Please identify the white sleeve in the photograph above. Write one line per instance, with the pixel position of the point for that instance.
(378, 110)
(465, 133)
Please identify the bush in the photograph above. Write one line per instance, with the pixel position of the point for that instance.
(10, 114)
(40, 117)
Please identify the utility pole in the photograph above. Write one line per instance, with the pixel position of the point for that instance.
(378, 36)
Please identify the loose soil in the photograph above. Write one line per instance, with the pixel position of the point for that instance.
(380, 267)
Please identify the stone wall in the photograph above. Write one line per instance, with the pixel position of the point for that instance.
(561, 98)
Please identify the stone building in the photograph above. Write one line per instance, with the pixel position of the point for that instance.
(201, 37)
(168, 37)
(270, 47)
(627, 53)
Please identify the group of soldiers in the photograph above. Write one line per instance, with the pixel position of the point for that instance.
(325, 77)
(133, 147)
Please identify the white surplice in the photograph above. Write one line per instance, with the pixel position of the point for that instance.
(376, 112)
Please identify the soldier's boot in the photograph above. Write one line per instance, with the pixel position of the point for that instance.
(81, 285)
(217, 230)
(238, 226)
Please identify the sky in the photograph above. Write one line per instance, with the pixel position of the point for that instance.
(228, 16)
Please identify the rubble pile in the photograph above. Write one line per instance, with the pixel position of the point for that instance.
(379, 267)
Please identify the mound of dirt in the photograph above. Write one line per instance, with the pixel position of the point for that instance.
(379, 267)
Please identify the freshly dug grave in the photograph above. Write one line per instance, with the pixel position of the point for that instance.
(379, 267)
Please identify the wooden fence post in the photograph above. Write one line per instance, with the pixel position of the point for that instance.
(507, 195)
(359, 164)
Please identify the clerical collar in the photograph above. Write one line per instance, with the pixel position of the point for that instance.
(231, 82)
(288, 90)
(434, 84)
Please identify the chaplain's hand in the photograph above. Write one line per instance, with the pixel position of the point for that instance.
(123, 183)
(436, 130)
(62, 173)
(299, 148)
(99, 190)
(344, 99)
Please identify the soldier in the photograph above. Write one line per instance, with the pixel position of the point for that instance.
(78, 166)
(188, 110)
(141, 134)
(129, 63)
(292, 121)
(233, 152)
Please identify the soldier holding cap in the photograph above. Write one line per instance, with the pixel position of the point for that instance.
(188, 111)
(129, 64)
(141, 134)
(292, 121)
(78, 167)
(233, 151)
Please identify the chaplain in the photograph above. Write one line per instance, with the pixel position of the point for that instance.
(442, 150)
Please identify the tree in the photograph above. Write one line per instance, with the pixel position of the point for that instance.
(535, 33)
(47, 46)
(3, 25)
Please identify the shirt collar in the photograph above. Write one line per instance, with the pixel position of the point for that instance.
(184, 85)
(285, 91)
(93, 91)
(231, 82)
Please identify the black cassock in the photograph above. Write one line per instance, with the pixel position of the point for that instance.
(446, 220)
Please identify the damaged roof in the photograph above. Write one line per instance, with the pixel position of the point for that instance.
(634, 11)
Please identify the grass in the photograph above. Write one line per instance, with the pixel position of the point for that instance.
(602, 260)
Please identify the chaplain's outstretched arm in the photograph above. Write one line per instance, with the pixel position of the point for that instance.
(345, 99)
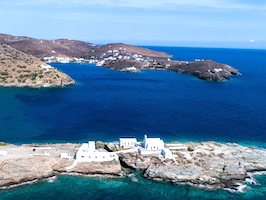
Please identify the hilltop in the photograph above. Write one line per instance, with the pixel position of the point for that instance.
(22, 70)
(117, 56)
(69, 48)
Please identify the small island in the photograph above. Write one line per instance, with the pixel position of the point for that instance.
(207, 165)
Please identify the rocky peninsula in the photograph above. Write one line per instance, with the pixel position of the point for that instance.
(18, 69)
(208, 165)
(117, 56)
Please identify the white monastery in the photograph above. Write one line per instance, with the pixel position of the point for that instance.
(88, 153)
(127, 142)
(153, 143)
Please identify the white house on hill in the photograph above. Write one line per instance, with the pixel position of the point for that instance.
(127, 142)
(167, 153)
(153, 143)
(88, 153)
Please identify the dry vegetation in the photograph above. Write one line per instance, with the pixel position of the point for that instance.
(20, 69)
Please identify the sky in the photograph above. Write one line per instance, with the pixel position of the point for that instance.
(205, 23)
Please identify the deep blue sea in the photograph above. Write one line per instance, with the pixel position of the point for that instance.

☆ ☆ ☆ ☆

### Work to complete
Your answer must be an exact copy of every entry, with no pictures in it.

### Output for this task
Please identify the white sleeve in the photograph above. Write one line per instance, with the pixel position of the point for that instance.
(378, 110)
(465, 133)
Please identify the bush in the photograph above. Write one line per instance, with the pixel position of the point for that instance.
(10, 114)
(40, 117)
Please identify the utility pole in the photograph above. Write one line per instance, with the pixel position of the point for that instance.
(378, 36)
Please identify the loose soil in the photograph above. Write one line per instance, with the pixel position of the point for that instance.
(380, 267)
Please identify the stone wall in the photograph above. Write one line per instance, with the pixel position of the point for that instance.
(561, 98)
Please identify the stone building in the photograph above. Write one line per instance, with the pixel position of the point for that instance.
(201, 37)
(168, 37)
(270, 47)
(627, 53)
Please identify the group of soldiers in the photograph above. Write one line per instance, with the pixel position of the point for that instance.
(325, 77)
(133, 147)
Please identify the white surplice in the photograph above. Write one line per instance, with the pixel position of the point for that instance.
(376, 112)
Please identify the soldier's boot in the photograph above. Write one line per instance, with the pixel position of the point for that instance.
(81, 285)
(217, 230)
(238, 226)
Please identify the sky in the photograph above. Write one line per instance, with the pixel position of the point for that instance.
(228, 16)
Please identify the rubble pile in the photograph above. Write one line per instance, with the pixel position of the point for that instance.
(379, 267)
Please identify the mound of dirt in the photograph above. Write one line per instance, with the pixel position of the point for that instance.
(379, 267)
Please identify the freshly dug grave in the photograph above. Write one line per instance, with the pixel position of the point for that instance.
(379, 267)
Please identify the wooden fence post in the photograph above. Write one line per instance, with the pixel position of the point for that instance.
(507, 195)
(359, 164)
Please identify the clerical collar in the photograph above. Write one line per instance, with the pixel position of the point for that instance.
(231, 82)
(288, 90)
(434, 84)
Please identify the chaplain's hand in the photograph above. Write one line per instance, with the pixel position of the point for that instance.
(123, 183)
(436, 130)
(62, 173)
(299, 148)
(99, 190)
(344, 99)
Please identify the soldier in the photograph above. Write one line per instance, with the pixel position of the point for that instance.
(78, 166)
(188, 110)
(141, 134)
(129, 63)
(292, 121)
(233, 152)
Please identify the soldier holding cap in the photograph above. Write one line per instance, with the pixel position of the point for that instance.
(188, 111)
(129, 64)
(141, 134)
(292, 121)
(78, 167)
(233, 151)
Please identify the chaplain in the photograph above. Write one line per instance, with the pixel position of the point for that instance.
(442, 150)
Please identify the tree in the photograph above. Write one line per instance, with the pixel position of the point for that instance.
(535, 33)
(47, 46)
(3, 25)
Please identify the shirt collar in the photograph above. Write one line per instance, with the pixel position of the point for that instance.
(184, 85)
(285, 91)
(93, 91)
(231, 82)
Please identify the black cassock in the photograph above. Write one line per instance, with the pixel position of the point for that instance.
(446, 220)
Please identify the damaged roof in the photograph above. Write one line per instance, with the pixel position of the point for that instance.
(634, 11)
Please identify the grass in the photograph above. Write one line per instance, with the pixel position of the point for that instance.
(602, 260)
Please identify the chaplain's outstretched arm in the photograph above. Write one line per instance, with the pixel position of the point for that instance.
(345, 99)
Please identify the hilltop in the photograph above. Write one line per instance, with the pixel position of the point for that instance.
(22, 70)
(117, 56)
(69, 48)
Please identify the small island in the photograph above. Write one line per instance, with the pixel position of the point for that instance.
(207, 165)
Please identify the rocky peninsula in the photograph above. Write one line per instance, with the pixel position of the point for that instance.
(18, 69)
(208, 165)
(117, 56)
Please identify the white monastery in the photograph above. Write one line per instance, with the pixel position of the point for that instance.
(88, 153)
(127, 142)
(153, 143)
Please identify the white house on hill in the photograph above. Write one line per instance, with the pixel position of the point for that instance.
(127, 142)
(167, 153)
(153, 143)
(88, 153)
Please identify the dry vegetation in the photograph above. Write one line per instance, with the pixel position of the point for that instance.
(20, 69)
Please identify the sky in the photograph above. Write one line per instance, with the pixel position of the point for that instance.
(205, 23)
Please identify the deep blue sea in the photograph above. Write one line per instance, with the pixel position of the point for that instance.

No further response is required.